_WHAT IS REQUIRED_
Can you output all the items below as a two-column CSV with the columns text and answer, giving one row per item with its text and its answer, each in a single quoted field, with line breaks turned into spaces? Leave the pictures out.

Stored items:
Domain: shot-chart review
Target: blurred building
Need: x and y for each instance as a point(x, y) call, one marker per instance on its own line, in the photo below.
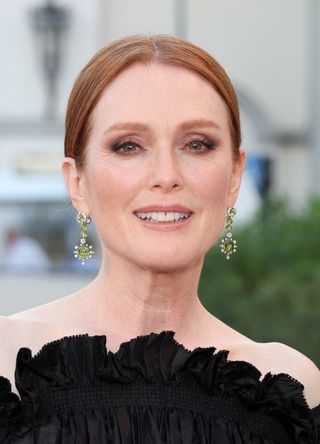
point(267, 48)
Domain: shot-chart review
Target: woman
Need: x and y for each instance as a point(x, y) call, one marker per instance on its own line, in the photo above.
point(153, 156)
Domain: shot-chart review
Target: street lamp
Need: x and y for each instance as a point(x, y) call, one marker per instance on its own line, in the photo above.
point(50, 23)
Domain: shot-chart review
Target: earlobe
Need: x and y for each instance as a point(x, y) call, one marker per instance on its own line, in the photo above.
point(74, 183)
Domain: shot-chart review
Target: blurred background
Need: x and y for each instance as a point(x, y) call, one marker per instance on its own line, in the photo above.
point(270, 289)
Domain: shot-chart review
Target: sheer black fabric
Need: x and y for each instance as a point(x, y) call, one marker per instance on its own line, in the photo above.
point(152, 390)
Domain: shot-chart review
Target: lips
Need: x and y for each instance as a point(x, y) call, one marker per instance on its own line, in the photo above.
point(177, 208)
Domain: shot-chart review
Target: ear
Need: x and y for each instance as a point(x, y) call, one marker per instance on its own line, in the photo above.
point(238, 168)
point(76, 184)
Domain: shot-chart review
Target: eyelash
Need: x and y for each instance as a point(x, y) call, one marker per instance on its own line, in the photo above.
point(208, 144)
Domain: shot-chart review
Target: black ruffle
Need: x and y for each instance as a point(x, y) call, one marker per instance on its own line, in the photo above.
point(82, 361)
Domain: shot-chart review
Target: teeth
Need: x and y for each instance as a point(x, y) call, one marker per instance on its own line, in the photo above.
point(163, 217)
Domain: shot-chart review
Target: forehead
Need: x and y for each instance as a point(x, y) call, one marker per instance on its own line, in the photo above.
point(150, 92)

_SOLUTION FOR THIS TASK_
text,answer
"Domain: shot-chart review Target: blurred building Need: x and y for each instance as a point(x, y) call, one marker per instance on its own line, in the photo below.","point(267, 48)"
"Domain: shot-chart review Target: woman Need: x and y for each instance as a point(x, y) call, one marker per instance on its own line, in the photo above.","point(153, 156)"
"Domain: shot-chart review Target: street lamp Need: x and y for each instance as a point(x, y) call, one marker per instance on its own line, in the photo above.","point(50, 23)"
"Domain: shot-chart review Target: earlobe Need: x and y for each instance as a point(x, y) call, one marker per instance on its own line, in the photo above.","point(74, 183)"
"Domain: shot-chart review Target: blurred background Need: x and y for each instance as a point(x, y) call, one marker per instance on its own line, in the photo above.","point(270, 289)"
"Domain: shot-chart review Target: sheer black fabric Need: x and y for each instance as a point(x, y) call, one marker per instance on its own line, in the photo above.","point(152, 390)"
"Domain: shot-chart review Target: lips Need: x and y for each instance as a point(x, y) call, one marker per instance on its own line, in the photo above.","point(177, 208)"
"Domain: shot-chart review Target: ear Need: x and y for each instance as a point(x, y) call, one marker per instance on its own line, in the photo above.","point(238, 168) point(76, 184)"
"Domain: shot-chart review Target: eyelash Need: x and y for each instance as a point(x, y) call, one marker per instance on its own line, in the photo above.","point(208, 144)"
"Domain: shot-chart review Target: black ruffle Need: x and y for each instance as a point(x, y) call, one marker per instance on its own line, in the photo above.","point(82, 361)"
"Domain: shot-chart review Target: teeth Need: x and y for each instance as a point(x, y) call, one marker per instance on its own line, in the photo above.","point(163, 217)"
"Domain: shot-chart review Target: forehead Need: x and y for each instance as a point(x, y) call, one marker per instance on its own line, in the photo above.","point(150, 92)"